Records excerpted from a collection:
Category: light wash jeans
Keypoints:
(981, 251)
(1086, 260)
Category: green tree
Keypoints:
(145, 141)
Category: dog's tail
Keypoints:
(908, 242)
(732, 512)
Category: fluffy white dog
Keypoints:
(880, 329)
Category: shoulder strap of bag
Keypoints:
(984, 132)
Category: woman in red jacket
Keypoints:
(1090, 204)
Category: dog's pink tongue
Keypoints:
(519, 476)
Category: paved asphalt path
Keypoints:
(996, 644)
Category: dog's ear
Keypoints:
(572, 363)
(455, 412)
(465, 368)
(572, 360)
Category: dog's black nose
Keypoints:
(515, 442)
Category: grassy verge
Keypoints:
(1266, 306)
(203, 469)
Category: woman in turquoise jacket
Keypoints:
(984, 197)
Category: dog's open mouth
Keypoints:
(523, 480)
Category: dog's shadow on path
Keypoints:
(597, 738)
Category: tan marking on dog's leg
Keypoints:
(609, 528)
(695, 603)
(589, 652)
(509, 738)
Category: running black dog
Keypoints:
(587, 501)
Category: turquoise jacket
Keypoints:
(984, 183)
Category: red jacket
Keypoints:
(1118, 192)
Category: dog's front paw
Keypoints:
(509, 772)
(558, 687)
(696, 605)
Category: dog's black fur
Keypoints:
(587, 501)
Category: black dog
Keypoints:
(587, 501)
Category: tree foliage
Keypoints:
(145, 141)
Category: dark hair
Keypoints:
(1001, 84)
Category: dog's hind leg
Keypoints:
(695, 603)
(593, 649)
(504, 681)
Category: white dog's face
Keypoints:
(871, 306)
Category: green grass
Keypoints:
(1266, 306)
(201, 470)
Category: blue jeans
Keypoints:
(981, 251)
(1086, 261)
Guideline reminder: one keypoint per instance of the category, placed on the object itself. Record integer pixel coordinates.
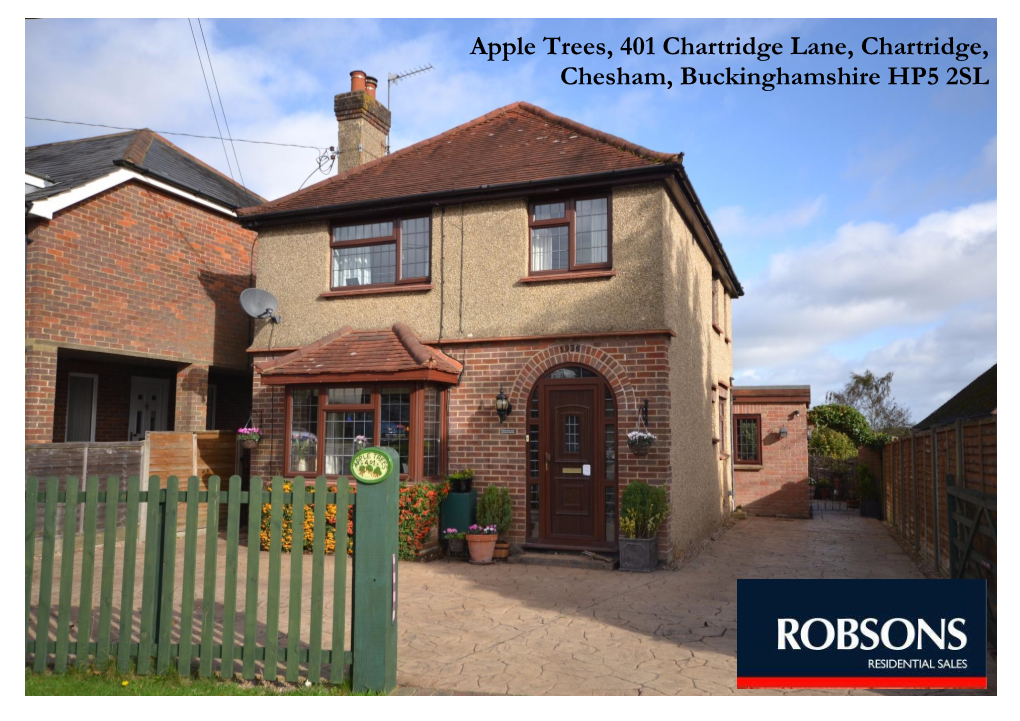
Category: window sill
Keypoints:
(576, 275)
(368, 291)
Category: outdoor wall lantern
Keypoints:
(503, 406)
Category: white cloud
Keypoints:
(933, 285)
(733, 220)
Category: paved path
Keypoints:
(512, 628)
(533, 629)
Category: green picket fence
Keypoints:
(154, 651)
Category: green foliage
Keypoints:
(644, 509)
(867, 488)
(831, 444)
(496, 509)
(845, 419)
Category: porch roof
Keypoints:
(361, 356)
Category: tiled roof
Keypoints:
(350, 352)
(514, 144)
(978, 399)
(72, 163)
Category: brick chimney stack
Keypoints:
(363, 123)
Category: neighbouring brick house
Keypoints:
(523, 253)
(770, 458)
(135, 261)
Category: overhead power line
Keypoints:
(215, 117)
(172, 133)
(219, 97)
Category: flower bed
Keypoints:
(418, 513)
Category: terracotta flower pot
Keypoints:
(481, 547)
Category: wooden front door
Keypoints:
(570, 463)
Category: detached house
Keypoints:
(522, 254)
(135, 261)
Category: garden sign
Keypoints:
(370, 465)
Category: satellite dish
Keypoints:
(259, 304)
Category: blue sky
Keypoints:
(860, 219)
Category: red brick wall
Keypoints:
(133, 269)
(114, 393)
(636, 367)
(779, 487)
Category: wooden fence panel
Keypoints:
(915, 471)
(145, 633)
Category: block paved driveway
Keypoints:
(534, 629)
(511, 628)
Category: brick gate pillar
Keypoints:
(40, 392)
(192, 398)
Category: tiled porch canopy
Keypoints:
(362, 356)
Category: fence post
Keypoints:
(373, 622)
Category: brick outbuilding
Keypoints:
(770, 450)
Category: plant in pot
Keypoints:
(496, 509)
(455, 542)
(249, 436)
(644, 509)
(867, 490)
(640, 441)
(459, 507)
(480, 543)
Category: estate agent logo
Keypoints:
(861, 634)
(370, 465)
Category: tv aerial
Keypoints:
(259, 303)
(395, 78)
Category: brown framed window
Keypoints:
(569, 235)
(722, 421)
(748, 439)
(325, 422)
(383, 253)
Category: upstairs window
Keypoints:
(387, 253)
(570, 235)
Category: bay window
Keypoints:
(325, 422)
(387, 253)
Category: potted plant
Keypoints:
(496, 509)
(249, 436)
(480, 543)
(459, 507)
(644, 509)
(455, 542)
(867, 488)
(640, 441)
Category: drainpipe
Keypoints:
(732, 436)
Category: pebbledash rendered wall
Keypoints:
(662, 288)
(778, 485)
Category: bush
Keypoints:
(418, 513)
(831, 444)
(867, 488)
(644, 509)
(496, 509)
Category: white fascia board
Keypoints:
(47, 207)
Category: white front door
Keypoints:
(148, 406)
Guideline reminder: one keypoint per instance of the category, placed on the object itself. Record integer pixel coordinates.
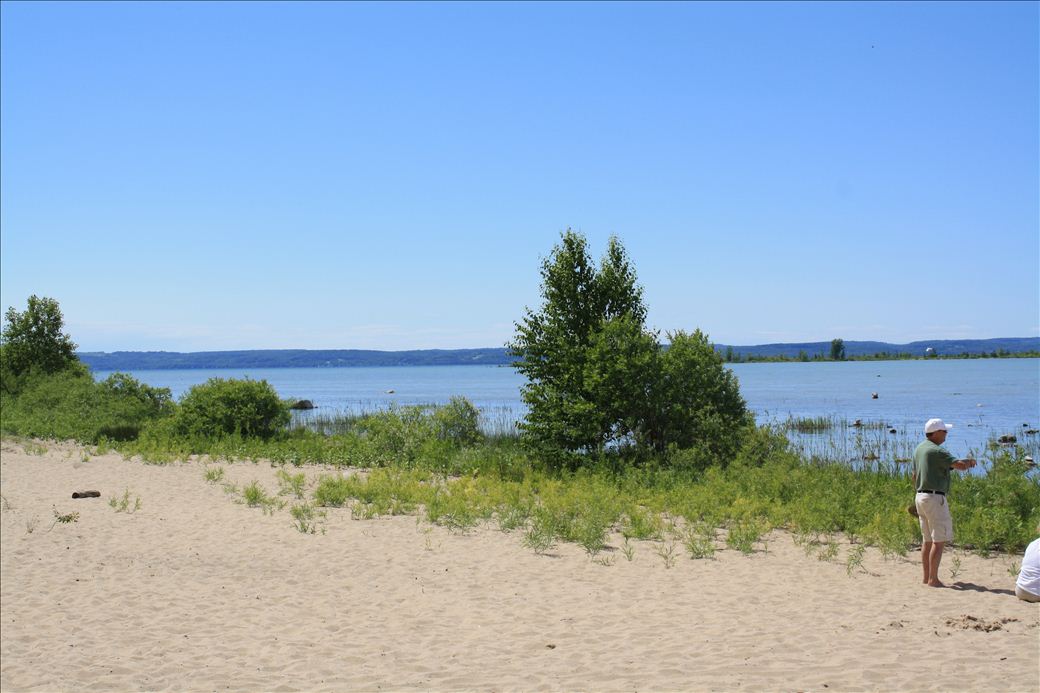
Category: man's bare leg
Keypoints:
(933, 565)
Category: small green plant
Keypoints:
(744, 535)
(307, 518)
(32, 447)
(955, 566)
(699, 541)
(66, 518)
(124, 504)
(667, 553)
(213, 475)
(255, 496)
(543, 532)
(294, 485)
(512, 517)
(427, 539)
(854, 561)
(829, 550)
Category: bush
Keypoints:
(222, 407)
(71, 405)
(458, 422)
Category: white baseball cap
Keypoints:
(934, 425)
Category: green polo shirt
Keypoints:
(933, 464)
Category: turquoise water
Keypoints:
(981, 398)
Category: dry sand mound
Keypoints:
(195, 592)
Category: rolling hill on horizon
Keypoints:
(303, 358)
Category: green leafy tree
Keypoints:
(696, 401)
(555, 344)
(598, 379)
(837, 350)
(222, 407)
(33, 341)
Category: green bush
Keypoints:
(598, 381)
(222, 407)
(458, 421)
(71, 405)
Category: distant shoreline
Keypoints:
(300, 358)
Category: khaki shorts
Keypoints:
(933, 511)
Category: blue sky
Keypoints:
(197, 177)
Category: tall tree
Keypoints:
(33, 340)
(597, 378)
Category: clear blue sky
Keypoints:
(197, 177)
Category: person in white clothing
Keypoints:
(1028, 585)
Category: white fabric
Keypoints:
(1029, 576)
(934, 425)
(933, 513)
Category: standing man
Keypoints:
(932, 464)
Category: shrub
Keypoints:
(458, 421)
(71, 405)
(222, 407)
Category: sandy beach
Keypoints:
(197, 592)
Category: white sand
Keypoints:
(195, 592)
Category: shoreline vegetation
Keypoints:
(620, 435)
(623, 454)
(811, 352)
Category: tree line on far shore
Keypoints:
(620, 432)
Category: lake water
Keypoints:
(981, 398)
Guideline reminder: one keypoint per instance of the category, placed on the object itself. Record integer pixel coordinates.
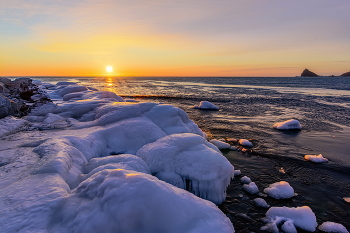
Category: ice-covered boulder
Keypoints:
(206, 105)
(280, 190)
(332, 227)
(128, 201)
(251, 188)
(245, 142)
(71, 88)
(220, 144)
(261, 203)
(204, 170)
(300, 217)
(288, 125)
(246, 180)
(316, 158)
(103, 95)
(10, 124)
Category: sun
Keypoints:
(109, 69)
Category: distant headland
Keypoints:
(308, 73)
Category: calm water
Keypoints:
(248, 109)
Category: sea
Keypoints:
(248, 108)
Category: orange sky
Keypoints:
(174, 38)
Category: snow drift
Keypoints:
(86, 165)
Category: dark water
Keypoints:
(248, 109)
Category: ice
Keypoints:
(237, 172)
(134, 162)
(204, 170)
(245, 142)
(288, 125)
(301, 217)
(51, 118)
(206, 105)
(246, 180)
(332, 227)
(261, 203)
(251, 188)
(220, 144)
(71, 88)
(316, 158)
(86, 177)
(127, 201)
(280, 190)
(103, 95)
(10, 124)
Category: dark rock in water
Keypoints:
(18, 97)
(347, 74)
(308, 73)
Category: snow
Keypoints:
(237, 172)
(206, 105)
(10, 124)
(126, 201)
(300, 217)
(245, 142)
(316, 158)
(104, 169)
(261, 203)
(197, 161)
(220, 144)
(280, 190)
(246, 180)
(251, 188)
(288, 125)
(332, 227)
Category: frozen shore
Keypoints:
(91, 162)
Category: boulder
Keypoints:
(18, 97)
(347, 74)
(308, 73)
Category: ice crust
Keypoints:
(288, 125)
(119, 200)
(219, 144)
(245, 142)
(280, 190)
(251, 188)
(103, 170)
(206, 105)
(300, 217)
(203, 169)
(316, 158)
(332, 227)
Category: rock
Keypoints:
(18, 97)
(308, 73)
(347, 74)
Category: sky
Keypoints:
(174, 38)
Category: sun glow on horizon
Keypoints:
(109, 69)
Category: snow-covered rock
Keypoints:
(288, 125)
(237, 172)
(220, 144)
(332, 227)
(200, 163)
(261, 203)
(300, 217)
(127, 201)
(246, 180)
(10, 124)
(245, 142)
(251, 188)
(87, 177)
(316, 158)
(206, 105)
(280, 190)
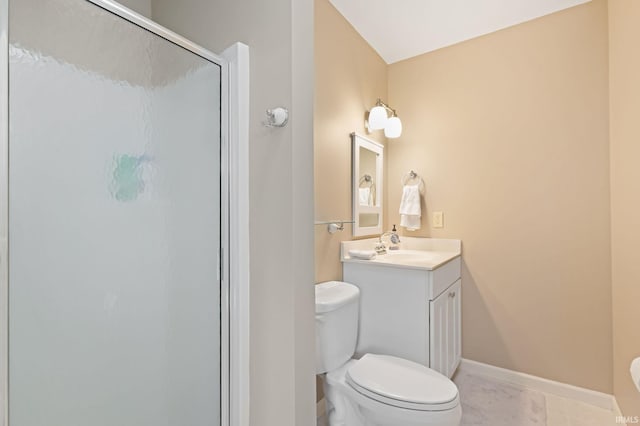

Exercise directions -
Reproduce every line of the material from the line with "Category: green tree" to the line with "(1090, 204)", both included, leaving the category and "Keypoints:" lines unchanged. Multiply each keypoint coordinate by 0.75 and round it to a whole number, with halves rounded up.

Reply -
Category: green tree
Keypoints:
(109, 106)
Category: dog's tail
Keypoints:
(681, 182)
(549, 384)
Category: fluffy white dog
Keypoints:
(660, 247)
Category: shoulder strap of bag
Keypoints:
(738, 99)
Category: woman in red jacket
Keypoints:
(818, 153)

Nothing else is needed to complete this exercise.